*** Opening of THE INPUT ***

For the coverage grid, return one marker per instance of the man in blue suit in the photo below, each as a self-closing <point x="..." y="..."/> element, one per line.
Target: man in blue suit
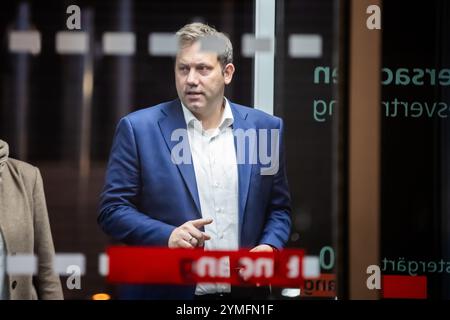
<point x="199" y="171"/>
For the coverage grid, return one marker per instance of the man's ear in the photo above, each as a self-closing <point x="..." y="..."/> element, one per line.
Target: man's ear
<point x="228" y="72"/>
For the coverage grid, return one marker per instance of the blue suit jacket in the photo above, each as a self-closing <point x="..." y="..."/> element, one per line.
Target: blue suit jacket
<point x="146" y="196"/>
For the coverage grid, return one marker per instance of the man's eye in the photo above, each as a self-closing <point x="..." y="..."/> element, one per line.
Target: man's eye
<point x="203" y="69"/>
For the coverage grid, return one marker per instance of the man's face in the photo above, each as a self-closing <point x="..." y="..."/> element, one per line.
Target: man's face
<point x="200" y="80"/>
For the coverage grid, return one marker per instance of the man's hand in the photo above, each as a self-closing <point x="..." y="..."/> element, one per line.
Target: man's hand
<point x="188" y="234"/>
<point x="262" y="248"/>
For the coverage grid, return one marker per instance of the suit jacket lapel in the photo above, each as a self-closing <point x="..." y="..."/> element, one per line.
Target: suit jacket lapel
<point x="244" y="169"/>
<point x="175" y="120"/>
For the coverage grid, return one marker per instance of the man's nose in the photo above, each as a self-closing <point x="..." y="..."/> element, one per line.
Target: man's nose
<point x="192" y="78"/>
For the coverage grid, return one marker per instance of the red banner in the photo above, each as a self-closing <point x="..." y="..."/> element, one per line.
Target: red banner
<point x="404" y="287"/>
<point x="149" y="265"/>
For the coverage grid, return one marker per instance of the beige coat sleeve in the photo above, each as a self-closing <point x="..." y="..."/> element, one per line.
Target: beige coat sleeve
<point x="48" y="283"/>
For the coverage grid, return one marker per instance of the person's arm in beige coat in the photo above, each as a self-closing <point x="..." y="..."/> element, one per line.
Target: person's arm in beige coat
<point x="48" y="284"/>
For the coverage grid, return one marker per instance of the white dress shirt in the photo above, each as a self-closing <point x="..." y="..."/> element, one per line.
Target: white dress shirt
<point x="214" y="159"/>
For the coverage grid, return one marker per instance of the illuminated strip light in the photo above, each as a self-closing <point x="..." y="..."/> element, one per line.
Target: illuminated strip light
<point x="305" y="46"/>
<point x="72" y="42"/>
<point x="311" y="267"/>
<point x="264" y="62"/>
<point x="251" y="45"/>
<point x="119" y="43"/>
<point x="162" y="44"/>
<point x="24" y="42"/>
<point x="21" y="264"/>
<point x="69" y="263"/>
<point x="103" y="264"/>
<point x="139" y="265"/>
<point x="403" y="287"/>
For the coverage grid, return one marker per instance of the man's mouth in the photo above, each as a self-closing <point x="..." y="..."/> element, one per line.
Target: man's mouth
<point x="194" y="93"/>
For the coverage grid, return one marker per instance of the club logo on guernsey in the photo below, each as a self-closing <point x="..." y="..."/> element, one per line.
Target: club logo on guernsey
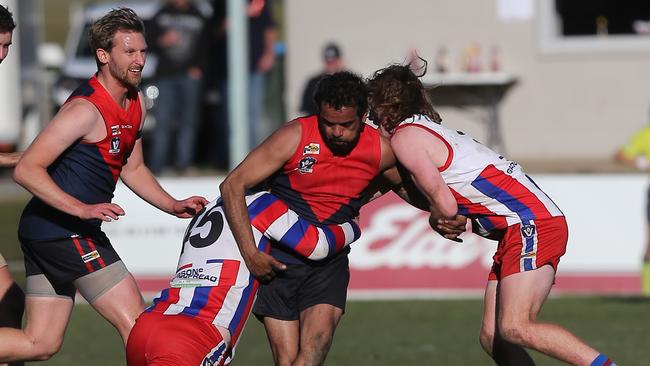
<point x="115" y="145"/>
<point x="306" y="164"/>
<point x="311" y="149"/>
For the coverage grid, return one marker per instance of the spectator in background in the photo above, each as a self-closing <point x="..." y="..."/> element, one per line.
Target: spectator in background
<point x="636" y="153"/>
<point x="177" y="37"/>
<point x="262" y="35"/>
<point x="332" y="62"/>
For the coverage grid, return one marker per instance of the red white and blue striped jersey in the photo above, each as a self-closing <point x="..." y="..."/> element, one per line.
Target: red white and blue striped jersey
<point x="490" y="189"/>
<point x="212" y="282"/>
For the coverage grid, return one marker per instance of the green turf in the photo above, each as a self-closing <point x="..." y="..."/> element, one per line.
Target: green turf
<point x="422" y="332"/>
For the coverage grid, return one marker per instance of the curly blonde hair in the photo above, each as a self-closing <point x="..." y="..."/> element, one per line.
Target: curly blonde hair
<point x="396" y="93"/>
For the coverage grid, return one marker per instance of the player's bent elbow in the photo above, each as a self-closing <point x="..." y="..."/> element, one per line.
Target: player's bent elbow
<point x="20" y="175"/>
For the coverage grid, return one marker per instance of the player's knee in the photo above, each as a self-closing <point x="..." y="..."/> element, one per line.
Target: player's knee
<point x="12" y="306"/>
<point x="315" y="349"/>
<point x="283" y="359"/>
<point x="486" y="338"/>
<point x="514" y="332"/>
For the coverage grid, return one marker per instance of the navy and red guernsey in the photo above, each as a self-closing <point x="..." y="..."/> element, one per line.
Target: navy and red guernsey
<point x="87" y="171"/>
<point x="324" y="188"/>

*** Close of THE INPUT ***
*** Opening of THE INPUT ***

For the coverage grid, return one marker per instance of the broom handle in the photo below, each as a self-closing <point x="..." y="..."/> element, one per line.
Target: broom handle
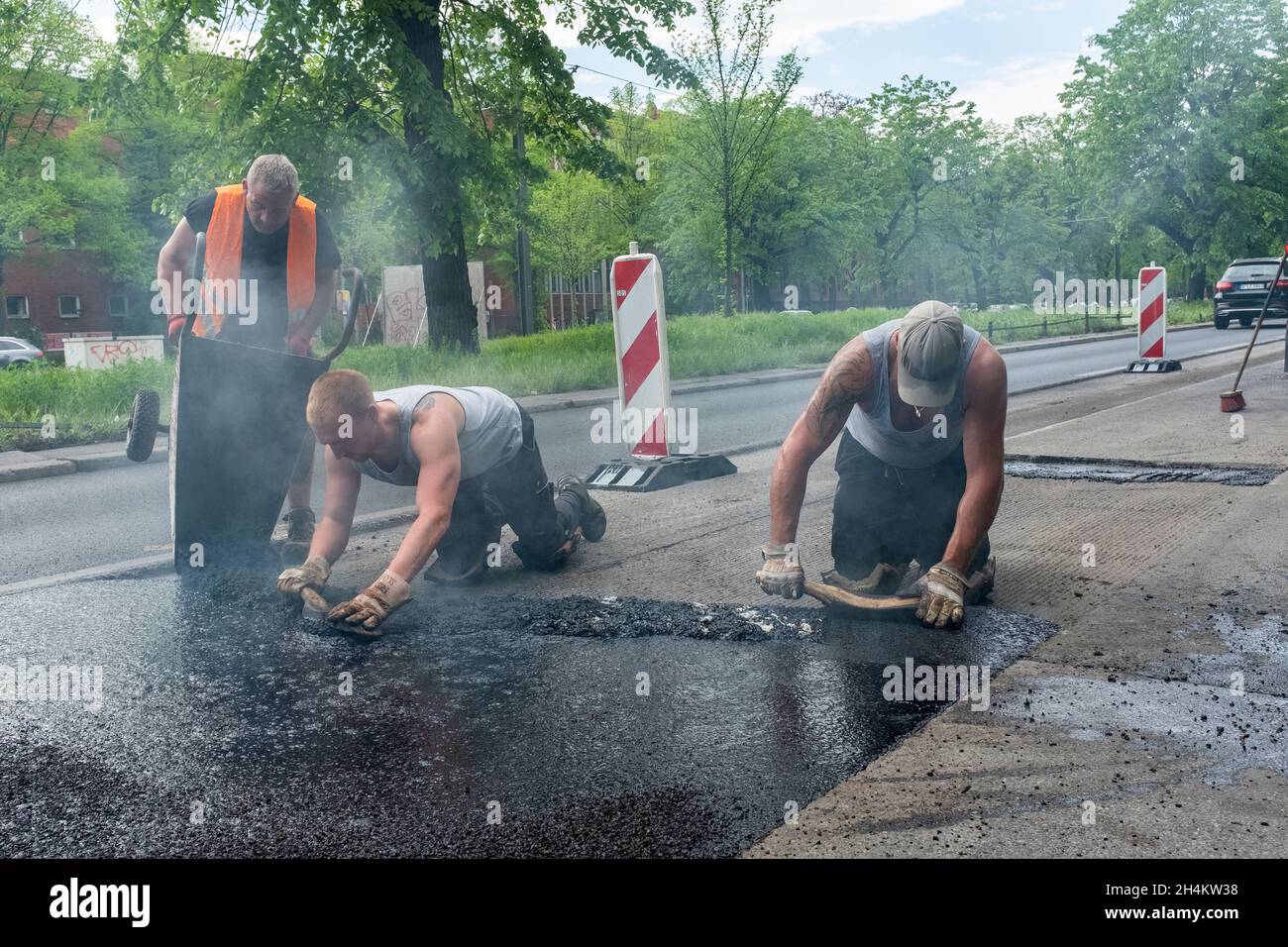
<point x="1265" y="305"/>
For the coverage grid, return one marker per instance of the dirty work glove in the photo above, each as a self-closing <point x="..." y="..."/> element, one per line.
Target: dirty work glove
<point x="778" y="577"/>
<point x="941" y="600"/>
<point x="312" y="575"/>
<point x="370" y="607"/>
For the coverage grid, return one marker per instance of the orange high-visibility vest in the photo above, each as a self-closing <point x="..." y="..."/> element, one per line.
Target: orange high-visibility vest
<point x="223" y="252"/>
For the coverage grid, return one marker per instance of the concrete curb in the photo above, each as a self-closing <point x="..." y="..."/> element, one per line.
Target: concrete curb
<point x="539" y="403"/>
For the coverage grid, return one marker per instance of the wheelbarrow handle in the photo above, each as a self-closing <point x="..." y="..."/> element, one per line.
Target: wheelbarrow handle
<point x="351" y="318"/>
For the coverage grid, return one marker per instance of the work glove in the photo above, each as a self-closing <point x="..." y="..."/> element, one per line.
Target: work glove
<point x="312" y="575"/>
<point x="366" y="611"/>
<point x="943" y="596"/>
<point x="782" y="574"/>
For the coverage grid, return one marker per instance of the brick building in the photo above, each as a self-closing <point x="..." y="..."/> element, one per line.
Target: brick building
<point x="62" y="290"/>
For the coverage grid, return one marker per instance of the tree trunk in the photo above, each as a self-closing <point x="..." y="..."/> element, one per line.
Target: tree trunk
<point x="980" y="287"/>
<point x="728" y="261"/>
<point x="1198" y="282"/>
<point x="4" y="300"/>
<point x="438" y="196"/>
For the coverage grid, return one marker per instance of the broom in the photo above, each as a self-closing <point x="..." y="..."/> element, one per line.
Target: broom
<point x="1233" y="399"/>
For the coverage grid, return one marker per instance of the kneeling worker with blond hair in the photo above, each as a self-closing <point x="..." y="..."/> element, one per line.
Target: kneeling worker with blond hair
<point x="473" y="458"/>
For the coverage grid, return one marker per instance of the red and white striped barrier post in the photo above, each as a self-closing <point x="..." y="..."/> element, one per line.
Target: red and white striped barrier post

*** Close of THE INPUT ***
*** Opening of THE INPUT ***

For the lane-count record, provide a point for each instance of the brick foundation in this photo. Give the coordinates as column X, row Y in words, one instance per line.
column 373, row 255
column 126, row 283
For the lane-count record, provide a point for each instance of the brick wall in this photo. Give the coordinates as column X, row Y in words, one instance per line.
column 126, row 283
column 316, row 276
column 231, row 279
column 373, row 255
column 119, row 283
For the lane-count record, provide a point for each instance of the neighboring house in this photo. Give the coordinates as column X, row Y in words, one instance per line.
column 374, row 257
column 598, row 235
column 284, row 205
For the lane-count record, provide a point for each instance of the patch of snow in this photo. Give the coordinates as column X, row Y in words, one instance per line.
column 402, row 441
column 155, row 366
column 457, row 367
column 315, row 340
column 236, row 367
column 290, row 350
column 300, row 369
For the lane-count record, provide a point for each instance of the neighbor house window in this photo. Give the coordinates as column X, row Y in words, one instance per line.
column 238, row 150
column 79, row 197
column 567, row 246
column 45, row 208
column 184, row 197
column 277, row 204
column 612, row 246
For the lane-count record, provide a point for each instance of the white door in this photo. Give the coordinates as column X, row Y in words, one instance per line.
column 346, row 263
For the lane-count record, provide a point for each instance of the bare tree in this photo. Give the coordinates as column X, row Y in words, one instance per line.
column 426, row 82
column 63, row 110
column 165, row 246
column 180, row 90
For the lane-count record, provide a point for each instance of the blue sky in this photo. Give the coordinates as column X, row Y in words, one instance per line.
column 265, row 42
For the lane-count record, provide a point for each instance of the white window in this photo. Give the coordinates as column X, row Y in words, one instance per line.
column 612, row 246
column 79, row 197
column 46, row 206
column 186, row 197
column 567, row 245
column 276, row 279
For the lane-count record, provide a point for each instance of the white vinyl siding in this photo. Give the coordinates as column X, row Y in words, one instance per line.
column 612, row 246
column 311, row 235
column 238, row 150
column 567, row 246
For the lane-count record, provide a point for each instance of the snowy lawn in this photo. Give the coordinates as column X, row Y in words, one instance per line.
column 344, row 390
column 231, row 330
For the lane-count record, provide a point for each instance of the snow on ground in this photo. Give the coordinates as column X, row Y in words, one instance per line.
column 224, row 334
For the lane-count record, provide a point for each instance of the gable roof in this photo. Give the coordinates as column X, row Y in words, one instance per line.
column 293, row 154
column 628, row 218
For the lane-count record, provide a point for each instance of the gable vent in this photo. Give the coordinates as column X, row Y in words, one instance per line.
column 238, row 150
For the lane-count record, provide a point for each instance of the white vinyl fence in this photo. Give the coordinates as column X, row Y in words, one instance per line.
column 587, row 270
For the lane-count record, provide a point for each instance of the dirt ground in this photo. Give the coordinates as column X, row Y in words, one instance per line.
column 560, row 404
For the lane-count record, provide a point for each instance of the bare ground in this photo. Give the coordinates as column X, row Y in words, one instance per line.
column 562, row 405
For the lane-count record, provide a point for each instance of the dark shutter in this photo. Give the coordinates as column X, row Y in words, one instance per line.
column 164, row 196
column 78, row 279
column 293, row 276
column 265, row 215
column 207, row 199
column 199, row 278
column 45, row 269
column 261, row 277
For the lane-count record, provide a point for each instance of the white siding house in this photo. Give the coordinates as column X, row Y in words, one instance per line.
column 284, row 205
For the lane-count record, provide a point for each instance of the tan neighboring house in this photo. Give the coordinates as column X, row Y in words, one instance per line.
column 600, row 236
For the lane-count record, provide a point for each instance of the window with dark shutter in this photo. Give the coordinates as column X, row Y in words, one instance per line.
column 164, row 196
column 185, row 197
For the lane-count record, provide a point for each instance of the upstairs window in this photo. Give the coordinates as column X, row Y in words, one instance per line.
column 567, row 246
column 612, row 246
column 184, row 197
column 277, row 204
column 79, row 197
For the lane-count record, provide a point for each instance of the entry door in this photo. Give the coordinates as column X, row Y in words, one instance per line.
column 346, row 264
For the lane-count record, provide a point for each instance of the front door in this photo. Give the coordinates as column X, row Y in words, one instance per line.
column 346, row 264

*** Close of THE INPUT ***

- **WORK TO COMPLETE**: Search the entries for the word "post" and gather every line where it appears.

- **EXPECTED OUTPUT**:
For the coverage grid, return one marker per instance of the red and white striped barrier post in the photo above, each as a self-closing <point x="..." y="..."/> element, one per line.
Target: red and white striped barrier post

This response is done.